Passage shown
Reproducibility Index

Notice: The reproducibility variables underlying each score are classified using an automated LLM-based pipeline, validated against a manually labeled dataset. LLM-based classification introduces uncertainty and potential bias; scores should be interpreted as estimates. Full accuracy metrics and methodology are described in Coakley et alK. L. Coakley, T. Snelleman, H. Hoos, and O. E. Gundersen, "The embrace of open science: An analysis of a decade of AI research and 56 800 conference papers," Under Review, 2026..

Making Classic GNNs Strong Baselines Across Varying Homophily: A Smoothness–Generalization Perspective

Authors: Ming Gu, Zhuonan Zheng, Sheng Zhou, Meihan Liu, Jiawei Chen, Qiaoyu Tan, Liangcheng Li, Jiajun Bu

NeurIPS 2025 | Venue PDF | LLM Run Details

Reproducibility Variable	Result	LLM Response
Research Type	Experimental	Benchmarking against 30 baselines demonstrates IGNN s superiority and reveals notable universality in certain homophilic GNN variants. Our code and datasets are available at https://github.com/galogm/IGNN. ... Benchmark and Empirical Findings. We establish a comprehensive benchmark consisting of 30 representative baselines to assess the effectiveness of our design principles. Our results demonstrate that not only can classic GCNs enhanced with these principles achieve state-of-the-art (SOTA) performance, but also that certain existing homo GNNs inherently possess universal capabilities.
Researcher Affiliation	Academia	Zhejiang Key Laboratory of Accessible Perception and Intelligent Systems, Zhejiang University College of Computer Science and Technology, Zhejiang University School of Software Technology, Zhejiang University China University of Mining and Technology Department of Computer Science, New York University Shanghai Corresponding Author: EMAIL.
Pseudocode	No	The paper describes the methodology in text and mathematical formulations but does not include any clearly labeled pseudocode or algorithm blocks. The structure of IGNN is described in Section 5.1 Inceptive GNN Framework (IGNN) and its variants in Table 2, but these are descriptions and not pseudocode.
Open Source Code	Yes	Our code and datasets are available at https://github.com/galogm/IGNN.
Open Datasets	Yes	Datasets: Following recent works [54], we select 13 representative datasets of various sizes, excluding those too small or class-imbalanced [27]: (i) Heterophily: Roman-empire, Blog Catalog, Flickr, Actor, Squirrel-filtered, Chameleon-filtered, Amazon-ratings, Pokec; (ii) Homophily: Pub Med, Photo, wikics, ogbn-arxiv, ogbn-products. The statistics are in Table 3 and 4.

Data extracts
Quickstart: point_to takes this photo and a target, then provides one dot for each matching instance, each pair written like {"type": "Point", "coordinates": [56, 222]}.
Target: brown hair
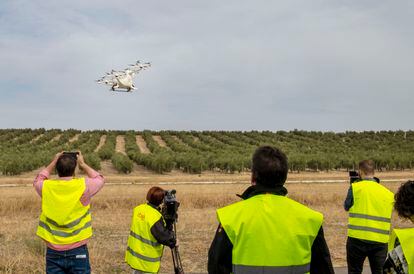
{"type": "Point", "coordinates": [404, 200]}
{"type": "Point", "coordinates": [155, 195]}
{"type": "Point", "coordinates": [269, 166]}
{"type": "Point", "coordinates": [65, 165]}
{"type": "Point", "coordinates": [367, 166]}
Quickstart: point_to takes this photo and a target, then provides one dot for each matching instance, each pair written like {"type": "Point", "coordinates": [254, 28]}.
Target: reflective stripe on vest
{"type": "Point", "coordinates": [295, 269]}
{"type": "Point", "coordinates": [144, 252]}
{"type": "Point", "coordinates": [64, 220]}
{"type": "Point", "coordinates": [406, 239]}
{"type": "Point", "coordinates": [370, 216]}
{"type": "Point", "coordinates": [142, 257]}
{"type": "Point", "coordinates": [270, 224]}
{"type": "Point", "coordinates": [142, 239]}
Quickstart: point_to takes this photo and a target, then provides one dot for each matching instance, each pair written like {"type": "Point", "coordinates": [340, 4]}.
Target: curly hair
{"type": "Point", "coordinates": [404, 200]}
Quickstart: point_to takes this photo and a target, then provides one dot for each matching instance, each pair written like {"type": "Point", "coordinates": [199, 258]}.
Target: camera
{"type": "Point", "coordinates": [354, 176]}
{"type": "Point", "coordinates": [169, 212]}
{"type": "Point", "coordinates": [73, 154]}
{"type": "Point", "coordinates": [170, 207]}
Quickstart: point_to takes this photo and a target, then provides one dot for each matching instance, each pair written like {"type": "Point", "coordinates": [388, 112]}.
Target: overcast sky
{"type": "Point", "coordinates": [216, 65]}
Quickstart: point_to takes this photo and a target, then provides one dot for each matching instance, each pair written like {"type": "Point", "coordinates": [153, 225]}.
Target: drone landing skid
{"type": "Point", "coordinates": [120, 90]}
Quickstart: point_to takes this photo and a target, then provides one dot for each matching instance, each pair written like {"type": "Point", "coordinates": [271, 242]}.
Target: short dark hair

Prompt 1
Using the reproducibility index page, explain why the Pseudocode variable for this paper is marked No.
Prompt 2
Pick up the reproducibility index page after its final line and continue it.

Task output 1
The paper presents its methodology in text and mathematical formulations and contains no clearly labeled pseudocode or algorithm blocks. The structure of IGNN in Section 5.1 and its variants in Table 2 are descriptions, not pseudocode.

Task output 2
Dataset Splits	Yes	Settings: We randomly construct 10 splits with proportions of 48%/32%/20% for training/validation/testing, which is guided by our theoretical emphasis on generalization. Prior work [40] has shown that different splitting strategies can lead to substantial variations in structural distributions, thereby influencing generalization behavior. To mitigate this, we adopt a unified split scheme [19, 22], reducing variance across datasets that may arise from the heterogeneous splitting policies used in earlier studies. For the large-size datasets (ogbn-arxiv, Pokec, and ogbn-products), we use the public splits.
Hardware Specification	No	The paper discusses runtime efficiency in Appendix B.3 and mentions evaluating training efficiency, but it does not specify any particular hardware components such as GPU models, CPU models, or memory specifications used for the experiments.
Software Dependencies	No	The network is optimized using the Adam [55], with hyperparameter settings provided in Appendix E.2. The paper mentions the Adam optimizer but does not specify programming languages or versions of libraries/frameworks (e.g., Python, PyTorch, TensorFlow) used in the implementation.
Experiment Setup	Yes	Settings: We randomly construct 10 splits with proportions of 48%/32%/20% for training/validation/testing... The network is optimized using the Adam [55], with hyperparameter settings provided in Appendix E.2.